#### What the task requires:
Summarize the Bayh-Dole passage below in three sentences.

We are working through the logic of Bayh-Dole’s requirements on ownership of inventions made in work receiving federal support. We have made the point that an invention is not a thing–it is a category, a set, a collection of ways to practice. The definition of invention varies based on context. Federal patent law, other than Bayh-Dole, has no definition of invention. So we are taking apart Bayh-Dole’s definition of invention, which is, basically, an invention is anything that is or may be patentable and plant varieties that aren’t. This definition has a scope that’s beyond what is patentable and we have been considering the “may be patentable” part, which we have called strange because it covers stuff that turns out to be patentable as well as stuff that turns out not to be patentable and therefore not the stuff federal patent law is looking for.
In the general case, where a contractor acquires ownership of an invention made in work receiving federal funding, Bayh-Dole could easily be reduced to the government gets a royalty-free, non-exclusive license and that would be it. No special disclosure requirements, no electing to retain title, and all that paperwork bother that doesn’t do a thing for innovation, commercialization, practical application, or US manufacturing.
But what about other cases, other than when a contractor acquires ownership of an invention made in work receiving federal funding? Let’s consider fringe cases.
The contractor does not own. In this case, Bayh-Dole’s problem is that it uses a definition of subject invention that requires contractor ownership. If a contractor doesn’t own, then the invention is not subject, and Bayh-Dole’s patent rights clause does not operate. The upshot is: there must be two patent rights clauses for every federal funding agreement, one Bayh-Dole and one other. The other one, in some cases, is established by federal statute. There’s a list of these in 35 USC 210–the stuff that Bayh-Dole preempts (does not repeal) when a contractor acquires ownership of an invention made in work with federal support. In other cases, the other patent rights clause is established by the Nixon executive branch patent policy as modified by Reagan. Except that Reagan’s modification of Nixon requires federal agencies to use Bayh-Dole for all their non-small business/nonprofit funding agreements–which amounts to not dealing with inventions that a contractor does not own.

#### Extracted material:
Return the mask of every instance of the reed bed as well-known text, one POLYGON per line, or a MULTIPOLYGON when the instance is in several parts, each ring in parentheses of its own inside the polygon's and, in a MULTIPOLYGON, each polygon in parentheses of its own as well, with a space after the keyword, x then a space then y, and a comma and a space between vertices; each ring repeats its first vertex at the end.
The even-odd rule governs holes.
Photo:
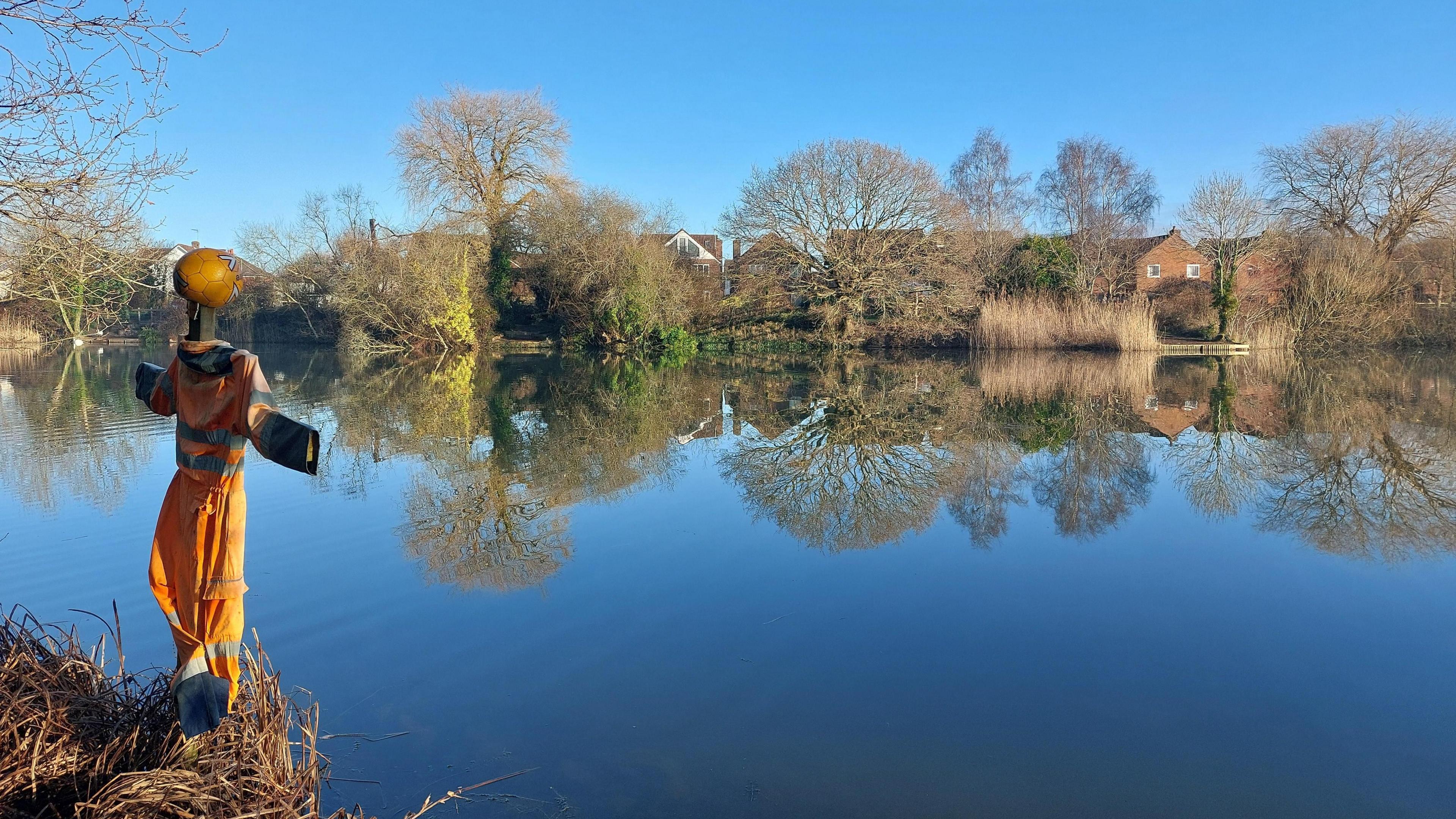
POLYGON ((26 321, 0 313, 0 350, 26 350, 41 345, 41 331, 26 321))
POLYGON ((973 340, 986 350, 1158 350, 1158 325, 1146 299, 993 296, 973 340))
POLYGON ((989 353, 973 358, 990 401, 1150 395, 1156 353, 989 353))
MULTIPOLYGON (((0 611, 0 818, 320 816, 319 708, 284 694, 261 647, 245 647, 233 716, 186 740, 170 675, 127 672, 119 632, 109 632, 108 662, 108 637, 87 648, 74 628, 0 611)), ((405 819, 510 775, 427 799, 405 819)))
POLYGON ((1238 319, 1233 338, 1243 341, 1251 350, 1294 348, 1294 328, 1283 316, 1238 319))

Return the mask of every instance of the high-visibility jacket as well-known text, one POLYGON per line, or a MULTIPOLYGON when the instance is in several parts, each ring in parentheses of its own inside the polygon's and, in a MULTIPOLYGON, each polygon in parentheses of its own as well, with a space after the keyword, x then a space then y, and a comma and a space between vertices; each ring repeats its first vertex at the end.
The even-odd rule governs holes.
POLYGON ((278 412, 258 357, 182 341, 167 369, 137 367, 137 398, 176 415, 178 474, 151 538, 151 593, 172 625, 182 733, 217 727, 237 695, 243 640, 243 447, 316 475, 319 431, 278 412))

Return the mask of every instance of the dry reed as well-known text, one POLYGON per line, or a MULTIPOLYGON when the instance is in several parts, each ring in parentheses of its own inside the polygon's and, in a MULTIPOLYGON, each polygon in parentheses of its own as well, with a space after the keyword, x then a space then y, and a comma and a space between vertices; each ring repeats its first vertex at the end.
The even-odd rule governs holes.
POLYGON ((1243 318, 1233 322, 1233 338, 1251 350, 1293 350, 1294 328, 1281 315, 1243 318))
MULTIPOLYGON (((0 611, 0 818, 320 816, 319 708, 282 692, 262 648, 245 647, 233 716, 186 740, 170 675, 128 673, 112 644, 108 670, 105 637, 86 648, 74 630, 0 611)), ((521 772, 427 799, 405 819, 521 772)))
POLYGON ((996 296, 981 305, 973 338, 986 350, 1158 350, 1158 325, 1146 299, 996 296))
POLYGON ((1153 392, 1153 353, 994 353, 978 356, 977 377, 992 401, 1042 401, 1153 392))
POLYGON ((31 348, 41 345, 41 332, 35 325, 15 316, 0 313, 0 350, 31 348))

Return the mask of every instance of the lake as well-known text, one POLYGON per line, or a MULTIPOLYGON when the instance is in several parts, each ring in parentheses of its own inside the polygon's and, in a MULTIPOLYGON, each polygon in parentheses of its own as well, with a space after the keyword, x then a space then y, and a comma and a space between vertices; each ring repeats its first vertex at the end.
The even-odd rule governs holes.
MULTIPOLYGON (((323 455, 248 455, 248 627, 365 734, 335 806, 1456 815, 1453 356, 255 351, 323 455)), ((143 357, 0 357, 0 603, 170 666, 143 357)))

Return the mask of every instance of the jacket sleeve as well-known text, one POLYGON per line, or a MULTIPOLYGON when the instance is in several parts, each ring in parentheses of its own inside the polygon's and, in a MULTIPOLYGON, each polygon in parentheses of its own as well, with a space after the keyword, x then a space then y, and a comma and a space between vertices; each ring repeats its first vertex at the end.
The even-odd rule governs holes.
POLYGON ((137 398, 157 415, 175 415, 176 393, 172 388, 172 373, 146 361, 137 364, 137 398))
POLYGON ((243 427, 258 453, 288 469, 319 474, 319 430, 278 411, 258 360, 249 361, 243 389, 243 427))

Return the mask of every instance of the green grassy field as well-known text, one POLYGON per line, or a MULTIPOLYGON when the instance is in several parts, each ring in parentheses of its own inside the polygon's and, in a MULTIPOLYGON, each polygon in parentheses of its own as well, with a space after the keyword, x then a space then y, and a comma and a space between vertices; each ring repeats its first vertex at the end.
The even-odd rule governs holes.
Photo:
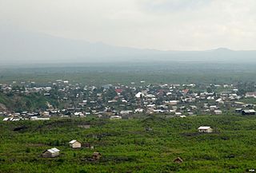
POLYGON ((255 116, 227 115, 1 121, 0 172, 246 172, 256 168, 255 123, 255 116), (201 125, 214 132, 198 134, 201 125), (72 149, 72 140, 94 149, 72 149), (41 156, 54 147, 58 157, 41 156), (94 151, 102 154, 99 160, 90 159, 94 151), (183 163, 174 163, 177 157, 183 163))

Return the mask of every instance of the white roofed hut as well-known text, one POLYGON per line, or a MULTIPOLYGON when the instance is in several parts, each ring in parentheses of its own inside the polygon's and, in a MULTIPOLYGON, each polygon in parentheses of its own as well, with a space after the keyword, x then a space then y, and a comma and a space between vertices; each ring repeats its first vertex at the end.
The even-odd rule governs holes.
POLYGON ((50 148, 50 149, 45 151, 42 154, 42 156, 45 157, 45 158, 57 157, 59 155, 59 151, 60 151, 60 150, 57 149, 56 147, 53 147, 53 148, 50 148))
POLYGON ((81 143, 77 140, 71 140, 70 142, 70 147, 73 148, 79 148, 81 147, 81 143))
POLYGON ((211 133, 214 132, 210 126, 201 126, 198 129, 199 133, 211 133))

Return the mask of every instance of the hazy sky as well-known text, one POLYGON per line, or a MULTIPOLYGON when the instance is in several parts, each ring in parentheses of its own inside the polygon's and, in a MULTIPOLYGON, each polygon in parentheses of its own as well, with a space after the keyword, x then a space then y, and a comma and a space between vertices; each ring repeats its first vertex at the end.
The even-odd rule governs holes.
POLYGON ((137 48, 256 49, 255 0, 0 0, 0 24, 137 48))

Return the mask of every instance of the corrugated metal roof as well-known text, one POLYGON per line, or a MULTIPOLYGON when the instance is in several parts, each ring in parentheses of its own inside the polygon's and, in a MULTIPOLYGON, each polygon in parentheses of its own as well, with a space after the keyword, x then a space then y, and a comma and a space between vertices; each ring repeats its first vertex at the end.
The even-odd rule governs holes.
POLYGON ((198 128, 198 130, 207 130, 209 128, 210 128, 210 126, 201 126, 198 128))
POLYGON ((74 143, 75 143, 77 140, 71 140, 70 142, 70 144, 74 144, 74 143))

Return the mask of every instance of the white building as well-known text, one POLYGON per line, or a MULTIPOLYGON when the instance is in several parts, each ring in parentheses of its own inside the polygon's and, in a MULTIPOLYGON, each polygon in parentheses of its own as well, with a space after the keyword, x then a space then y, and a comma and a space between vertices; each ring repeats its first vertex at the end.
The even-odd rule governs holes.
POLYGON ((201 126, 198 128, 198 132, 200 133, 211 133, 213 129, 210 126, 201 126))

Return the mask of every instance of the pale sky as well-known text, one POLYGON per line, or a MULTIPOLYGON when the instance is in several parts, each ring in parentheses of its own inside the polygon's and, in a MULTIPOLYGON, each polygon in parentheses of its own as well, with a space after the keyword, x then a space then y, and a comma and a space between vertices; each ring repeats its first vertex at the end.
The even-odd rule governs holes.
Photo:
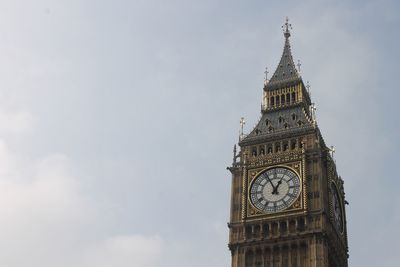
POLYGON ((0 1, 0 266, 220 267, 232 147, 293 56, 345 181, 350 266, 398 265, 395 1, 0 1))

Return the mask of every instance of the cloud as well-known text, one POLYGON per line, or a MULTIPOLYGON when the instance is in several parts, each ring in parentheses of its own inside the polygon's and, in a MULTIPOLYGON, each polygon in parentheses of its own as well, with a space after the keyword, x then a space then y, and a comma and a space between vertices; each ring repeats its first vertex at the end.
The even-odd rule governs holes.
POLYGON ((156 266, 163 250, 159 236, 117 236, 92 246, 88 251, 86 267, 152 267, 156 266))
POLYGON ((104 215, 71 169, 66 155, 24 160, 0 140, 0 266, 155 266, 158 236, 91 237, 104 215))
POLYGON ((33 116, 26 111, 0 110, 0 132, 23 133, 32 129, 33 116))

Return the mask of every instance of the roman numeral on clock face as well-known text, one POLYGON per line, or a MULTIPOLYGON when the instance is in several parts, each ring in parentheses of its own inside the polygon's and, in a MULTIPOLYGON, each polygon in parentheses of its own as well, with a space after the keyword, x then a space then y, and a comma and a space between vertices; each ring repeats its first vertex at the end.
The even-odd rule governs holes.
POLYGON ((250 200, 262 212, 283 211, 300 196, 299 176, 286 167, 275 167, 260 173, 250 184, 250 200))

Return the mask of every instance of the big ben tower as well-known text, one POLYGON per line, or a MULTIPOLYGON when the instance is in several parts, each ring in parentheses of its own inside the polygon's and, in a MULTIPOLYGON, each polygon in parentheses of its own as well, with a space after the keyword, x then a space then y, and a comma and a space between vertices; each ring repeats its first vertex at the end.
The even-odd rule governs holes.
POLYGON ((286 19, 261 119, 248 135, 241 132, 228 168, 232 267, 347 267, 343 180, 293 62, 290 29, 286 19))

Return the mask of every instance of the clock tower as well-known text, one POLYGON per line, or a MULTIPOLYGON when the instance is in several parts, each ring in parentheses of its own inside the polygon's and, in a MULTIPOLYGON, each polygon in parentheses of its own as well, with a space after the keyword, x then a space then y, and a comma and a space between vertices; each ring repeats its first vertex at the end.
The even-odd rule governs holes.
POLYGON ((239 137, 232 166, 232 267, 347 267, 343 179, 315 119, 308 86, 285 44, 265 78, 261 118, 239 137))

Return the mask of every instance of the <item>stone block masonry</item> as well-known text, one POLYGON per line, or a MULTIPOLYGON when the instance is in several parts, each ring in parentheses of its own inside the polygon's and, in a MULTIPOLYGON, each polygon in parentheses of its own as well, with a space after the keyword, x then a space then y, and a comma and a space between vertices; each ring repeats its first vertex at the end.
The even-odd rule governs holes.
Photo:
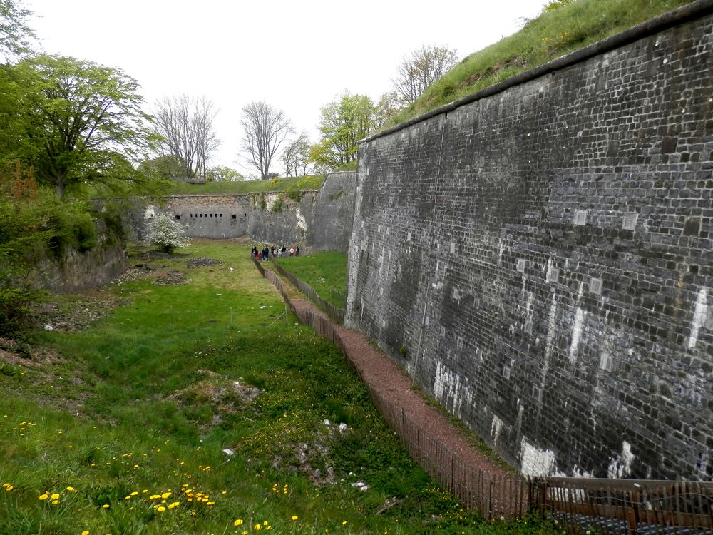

#### Written response:
Bayh-Dole defines an invention as anything that is or may be patentable, plus plant varieties that are not, and the "may be patentable" part reaches things that turn out not to be patentable. When a contractor acquires ownership of a federally funded invention, the law could be reduced to a royalty-free, non-exclusive license for the government, without the disclosure and title-election paperwork. When the contractor does not own the invention, it is not a subject invention and Bayh-Dole's patent rights clause does not operate, so a second clause is needed, set either by federal statute or by the Nixon patent policy as modified by Reagan.